*Exercise prompt*
Which lines run from the one containing "point: tarmac -- one" to the end of the material below? Retype exactly those, both ends included, and nothing else.
• • • •
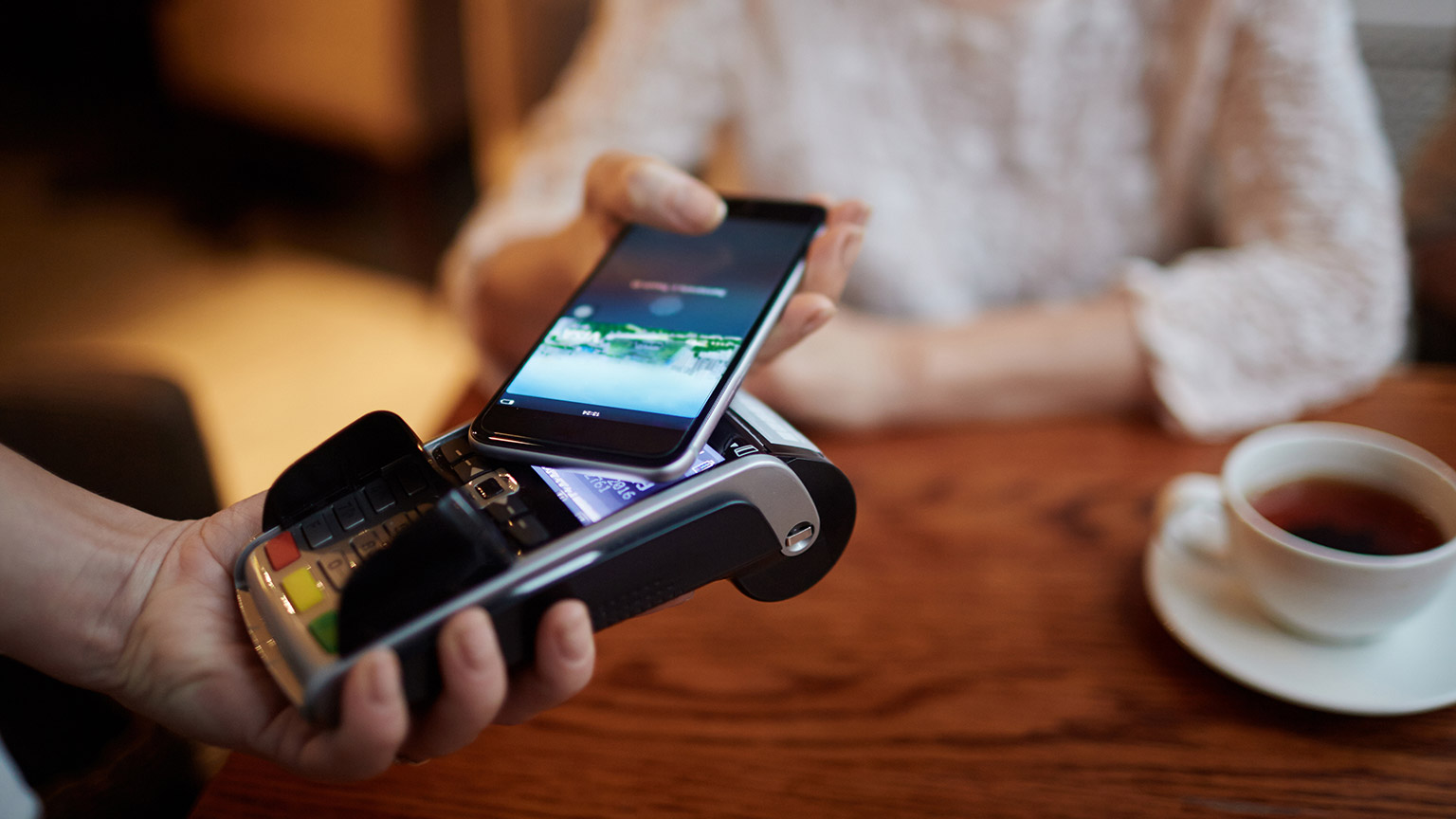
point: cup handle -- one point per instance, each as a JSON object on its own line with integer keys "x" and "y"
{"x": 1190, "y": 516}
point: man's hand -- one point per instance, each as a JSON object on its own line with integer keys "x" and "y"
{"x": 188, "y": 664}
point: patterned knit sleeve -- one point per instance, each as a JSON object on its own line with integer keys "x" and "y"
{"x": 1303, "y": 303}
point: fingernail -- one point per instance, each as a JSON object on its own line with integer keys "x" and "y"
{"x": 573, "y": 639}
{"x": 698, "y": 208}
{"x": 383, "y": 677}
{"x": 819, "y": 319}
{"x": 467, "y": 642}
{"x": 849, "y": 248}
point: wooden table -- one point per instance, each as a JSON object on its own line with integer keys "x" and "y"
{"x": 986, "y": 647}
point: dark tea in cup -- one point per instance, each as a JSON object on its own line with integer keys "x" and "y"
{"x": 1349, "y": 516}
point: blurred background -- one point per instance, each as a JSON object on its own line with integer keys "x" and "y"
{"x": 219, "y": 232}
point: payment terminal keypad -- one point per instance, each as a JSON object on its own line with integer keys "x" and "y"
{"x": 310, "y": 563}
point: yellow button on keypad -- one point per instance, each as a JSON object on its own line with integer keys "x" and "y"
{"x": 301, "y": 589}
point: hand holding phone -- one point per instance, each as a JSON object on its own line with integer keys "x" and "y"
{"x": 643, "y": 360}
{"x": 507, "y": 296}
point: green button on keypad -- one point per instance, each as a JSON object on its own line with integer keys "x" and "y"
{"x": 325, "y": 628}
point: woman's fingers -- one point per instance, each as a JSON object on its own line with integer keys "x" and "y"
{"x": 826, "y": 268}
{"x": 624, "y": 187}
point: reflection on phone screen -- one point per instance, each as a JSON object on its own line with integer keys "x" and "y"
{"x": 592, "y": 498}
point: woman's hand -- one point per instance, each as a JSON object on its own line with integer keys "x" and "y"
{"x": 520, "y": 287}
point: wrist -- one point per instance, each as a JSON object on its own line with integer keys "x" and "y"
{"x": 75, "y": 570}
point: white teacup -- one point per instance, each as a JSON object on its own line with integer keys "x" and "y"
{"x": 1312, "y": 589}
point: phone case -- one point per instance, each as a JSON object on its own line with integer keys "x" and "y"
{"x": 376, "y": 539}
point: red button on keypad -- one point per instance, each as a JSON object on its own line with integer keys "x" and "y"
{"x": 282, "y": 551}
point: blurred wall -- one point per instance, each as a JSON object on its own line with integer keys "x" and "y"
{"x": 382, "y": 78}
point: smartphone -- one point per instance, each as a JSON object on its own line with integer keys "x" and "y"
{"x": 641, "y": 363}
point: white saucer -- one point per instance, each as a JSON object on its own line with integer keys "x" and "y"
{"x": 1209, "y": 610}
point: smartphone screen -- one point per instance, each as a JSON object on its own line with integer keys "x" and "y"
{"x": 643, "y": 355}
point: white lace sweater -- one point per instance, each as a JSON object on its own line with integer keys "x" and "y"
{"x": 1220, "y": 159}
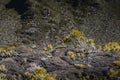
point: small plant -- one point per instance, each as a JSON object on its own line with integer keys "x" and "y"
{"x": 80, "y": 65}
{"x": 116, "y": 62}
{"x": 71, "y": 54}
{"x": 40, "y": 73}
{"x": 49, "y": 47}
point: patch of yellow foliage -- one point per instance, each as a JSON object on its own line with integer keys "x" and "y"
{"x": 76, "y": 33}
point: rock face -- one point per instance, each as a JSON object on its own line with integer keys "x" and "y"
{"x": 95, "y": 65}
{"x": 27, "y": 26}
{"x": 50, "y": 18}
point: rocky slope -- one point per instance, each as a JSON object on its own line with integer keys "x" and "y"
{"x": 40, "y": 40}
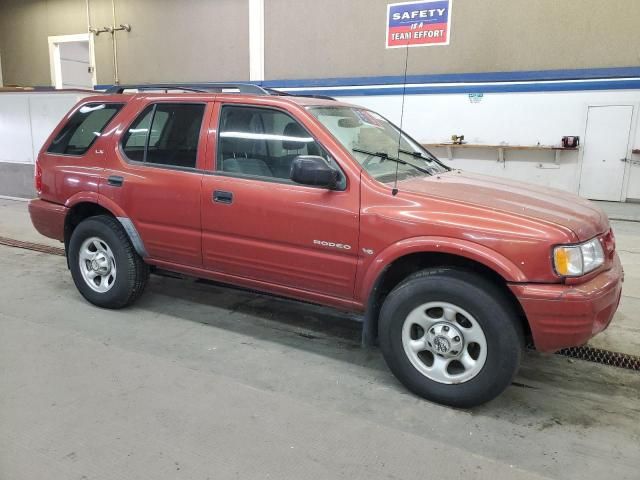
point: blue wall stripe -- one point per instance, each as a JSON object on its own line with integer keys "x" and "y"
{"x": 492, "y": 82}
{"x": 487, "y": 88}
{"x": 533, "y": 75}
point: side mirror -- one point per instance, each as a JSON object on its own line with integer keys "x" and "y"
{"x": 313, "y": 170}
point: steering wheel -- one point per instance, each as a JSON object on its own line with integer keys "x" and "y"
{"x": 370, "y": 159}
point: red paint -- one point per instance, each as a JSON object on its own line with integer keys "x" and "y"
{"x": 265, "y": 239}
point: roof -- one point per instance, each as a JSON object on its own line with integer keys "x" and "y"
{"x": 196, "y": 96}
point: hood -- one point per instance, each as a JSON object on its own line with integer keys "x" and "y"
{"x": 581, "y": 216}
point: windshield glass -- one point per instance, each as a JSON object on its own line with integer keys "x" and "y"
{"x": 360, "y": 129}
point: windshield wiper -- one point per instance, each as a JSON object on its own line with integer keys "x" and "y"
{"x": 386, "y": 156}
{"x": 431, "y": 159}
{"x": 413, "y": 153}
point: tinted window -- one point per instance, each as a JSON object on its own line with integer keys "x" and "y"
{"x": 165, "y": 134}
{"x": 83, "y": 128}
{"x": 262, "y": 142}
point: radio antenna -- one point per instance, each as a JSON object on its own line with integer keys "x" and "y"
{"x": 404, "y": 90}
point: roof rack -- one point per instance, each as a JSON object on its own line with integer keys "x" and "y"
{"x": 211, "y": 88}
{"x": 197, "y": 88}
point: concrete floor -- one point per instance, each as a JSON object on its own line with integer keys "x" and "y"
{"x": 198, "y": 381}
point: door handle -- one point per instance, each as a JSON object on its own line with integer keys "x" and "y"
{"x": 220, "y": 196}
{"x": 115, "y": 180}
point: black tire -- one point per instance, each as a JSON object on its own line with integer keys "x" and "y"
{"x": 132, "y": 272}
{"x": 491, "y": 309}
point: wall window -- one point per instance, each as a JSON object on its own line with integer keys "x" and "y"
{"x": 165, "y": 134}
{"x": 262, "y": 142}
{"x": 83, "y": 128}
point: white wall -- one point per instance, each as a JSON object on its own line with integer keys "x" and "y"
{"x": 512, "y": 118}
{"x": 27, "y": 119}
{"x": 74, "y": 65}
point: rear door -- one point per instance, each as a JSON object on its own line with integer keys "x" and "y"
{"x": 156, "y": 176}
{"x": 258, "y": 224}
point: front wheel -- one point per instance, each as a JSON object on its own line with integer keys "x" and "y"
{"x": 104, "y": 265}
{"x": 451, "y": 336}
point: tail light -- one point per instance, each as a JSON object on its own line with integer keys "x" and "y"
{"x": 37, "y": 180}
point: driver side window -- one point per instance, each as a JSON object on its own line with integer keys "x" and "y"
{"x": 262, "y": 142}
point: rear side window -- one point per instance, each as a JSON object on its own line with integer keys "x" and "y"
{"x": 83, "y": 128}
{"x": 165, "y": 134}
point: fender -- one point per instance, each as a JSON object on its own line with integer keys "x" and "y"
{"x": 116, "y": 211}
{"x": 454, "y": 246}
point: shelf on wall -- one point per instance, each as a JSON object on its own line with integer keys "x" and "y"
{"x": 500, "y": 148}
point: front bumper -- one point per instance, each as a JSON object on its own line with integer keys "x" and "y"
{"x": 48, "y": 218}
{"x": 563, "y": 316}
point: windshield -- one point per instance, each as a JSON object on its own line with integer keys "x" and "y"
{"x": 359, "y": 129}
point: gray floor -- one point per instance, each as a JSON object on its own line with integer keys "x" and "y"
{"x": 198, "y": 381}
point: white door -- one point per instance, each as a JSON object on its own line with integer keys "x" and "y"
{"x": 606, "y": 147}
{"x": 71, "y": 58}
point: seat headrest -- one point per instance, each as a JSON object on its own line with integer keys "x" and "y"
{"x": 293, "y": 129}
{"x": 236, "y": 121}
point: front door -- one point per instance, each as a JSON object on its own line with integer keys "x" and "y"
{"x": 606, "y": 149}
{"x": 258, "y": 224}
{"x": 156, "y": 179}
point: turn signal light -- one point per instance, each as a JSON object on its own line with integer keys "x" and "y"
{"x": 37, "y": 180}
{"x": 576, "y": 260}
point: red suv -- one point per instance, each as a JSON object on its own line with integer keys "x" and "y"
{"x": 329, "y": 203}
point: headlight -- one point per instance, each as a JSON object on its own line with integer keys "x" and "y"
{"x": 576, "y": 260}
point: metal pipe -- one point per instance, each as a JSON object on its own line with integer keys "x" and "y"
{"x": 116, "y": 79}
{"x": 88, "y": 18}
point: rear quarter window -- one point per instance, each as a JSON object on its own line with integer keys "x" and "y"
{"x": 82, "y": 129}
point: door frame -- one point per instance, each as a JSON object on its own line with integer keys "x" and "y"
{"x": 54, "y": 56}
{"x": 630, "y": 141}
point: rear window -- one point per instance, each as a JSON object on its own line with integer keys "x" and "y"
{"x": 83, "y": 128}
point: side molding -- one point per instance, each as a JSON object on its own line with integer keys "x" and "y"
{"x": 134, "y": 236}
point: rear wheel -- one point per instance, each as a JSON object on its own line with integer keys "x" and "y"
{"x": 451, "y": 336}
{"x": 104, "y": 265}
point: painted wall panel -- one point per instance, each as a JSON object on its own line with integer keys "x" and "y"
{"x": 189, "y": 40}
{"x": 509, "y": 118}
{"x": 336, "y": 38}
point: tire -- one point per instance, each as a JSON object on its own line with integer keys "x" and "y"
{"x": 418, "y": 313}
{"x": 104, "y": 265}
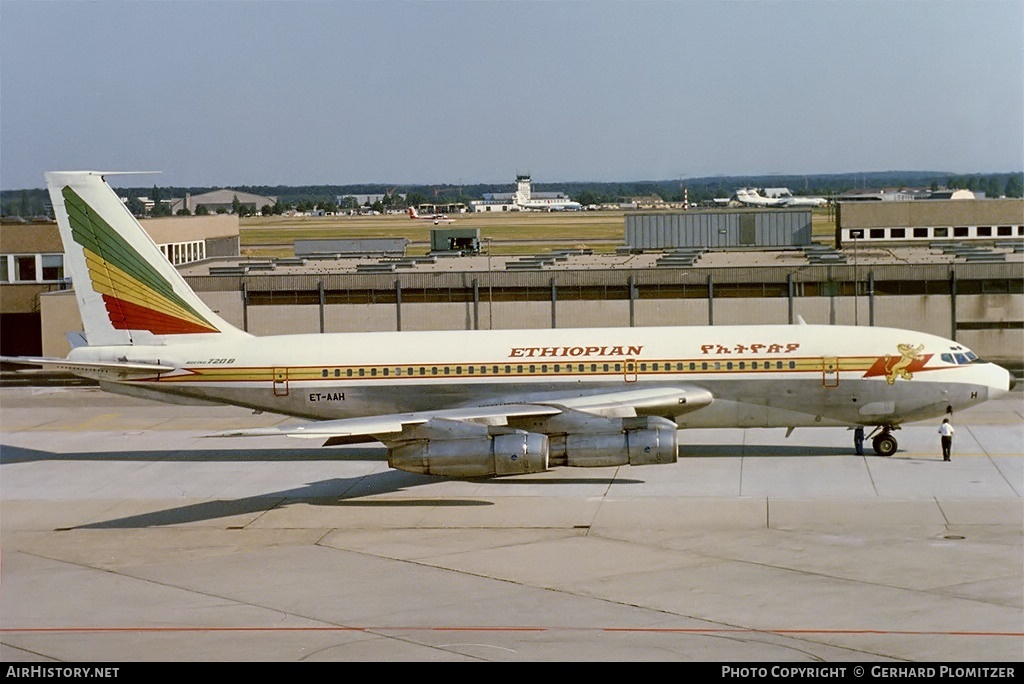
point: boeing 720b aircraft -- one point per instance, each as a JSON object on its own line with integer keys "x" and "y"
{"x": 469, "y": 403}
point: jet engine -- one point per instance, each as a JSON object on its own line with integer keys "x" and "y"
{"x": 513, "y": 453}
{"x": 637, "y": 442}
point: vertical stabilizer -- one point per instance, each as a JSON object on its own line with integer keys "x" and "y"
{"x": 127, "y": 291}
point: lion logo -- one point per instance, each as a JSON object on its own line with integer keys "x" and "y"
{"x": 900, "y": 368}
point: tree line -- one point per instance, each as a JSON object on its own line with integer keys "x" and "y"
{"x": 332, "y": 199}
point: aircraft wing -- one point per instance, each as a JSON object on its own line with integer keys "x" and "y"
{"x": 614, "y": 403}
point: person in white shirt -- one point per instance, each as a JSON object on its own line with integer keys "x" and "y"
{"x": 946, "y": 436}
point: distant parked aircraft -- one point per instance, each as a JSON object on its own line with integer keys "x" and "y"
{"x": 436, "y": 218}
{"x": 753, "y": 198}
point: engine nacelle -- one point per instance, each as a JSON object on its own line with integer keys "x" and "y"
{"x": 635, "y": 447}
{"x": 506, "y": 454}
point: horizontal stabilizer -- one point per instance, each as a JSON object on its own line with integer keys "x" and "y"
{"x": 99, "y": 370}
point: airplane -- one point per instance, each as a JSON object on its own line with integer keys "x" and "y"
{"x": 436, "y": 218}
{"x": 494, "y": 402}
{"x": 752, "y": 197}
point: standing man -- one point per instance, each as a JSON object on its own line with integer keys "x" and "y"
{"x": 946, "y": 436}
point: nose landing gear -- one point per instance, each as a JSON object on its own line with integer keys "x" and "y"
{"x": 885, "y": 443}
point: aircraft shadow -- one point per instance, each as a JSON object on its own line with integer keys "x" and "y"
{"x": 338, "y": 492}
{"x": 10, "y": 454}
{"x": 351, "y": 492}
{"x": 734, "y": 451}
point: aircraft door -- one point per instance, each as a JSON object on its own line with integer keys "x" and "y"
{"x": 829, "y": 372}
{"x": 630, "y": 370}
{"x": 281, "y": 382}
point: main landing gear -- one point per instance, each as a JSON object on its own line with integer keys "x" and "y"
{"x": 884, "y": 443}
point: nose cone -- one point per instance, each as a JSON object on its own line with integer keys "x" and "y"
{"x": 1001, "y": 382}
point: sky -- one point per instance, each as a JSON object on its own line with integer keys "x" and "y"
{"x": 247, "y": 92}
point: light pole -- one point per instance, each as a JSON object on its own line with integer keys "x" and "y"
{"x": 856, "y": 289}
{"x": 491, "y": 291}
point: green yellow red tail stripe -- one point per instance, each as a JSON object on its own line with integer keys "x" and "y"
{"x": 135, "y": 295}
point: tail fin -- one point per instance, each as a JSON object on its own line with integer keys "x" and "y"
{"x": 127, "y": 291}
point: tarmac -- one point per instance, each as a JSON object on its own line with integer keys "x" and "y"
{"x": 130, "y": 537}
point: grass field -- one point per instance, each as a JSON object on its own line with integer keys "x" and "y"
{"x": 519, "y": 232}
• • • •
*Result of this exercise*
point: tarmac -- one point per instance, each as a JSON object on its own line with integer keys "x" and "y"
{"x": 130, "y": 537}
point: grass field -- one point per instance, each as a JSON object on its own line with integer keys "x" and "y"
{"x": 519, "y": 232}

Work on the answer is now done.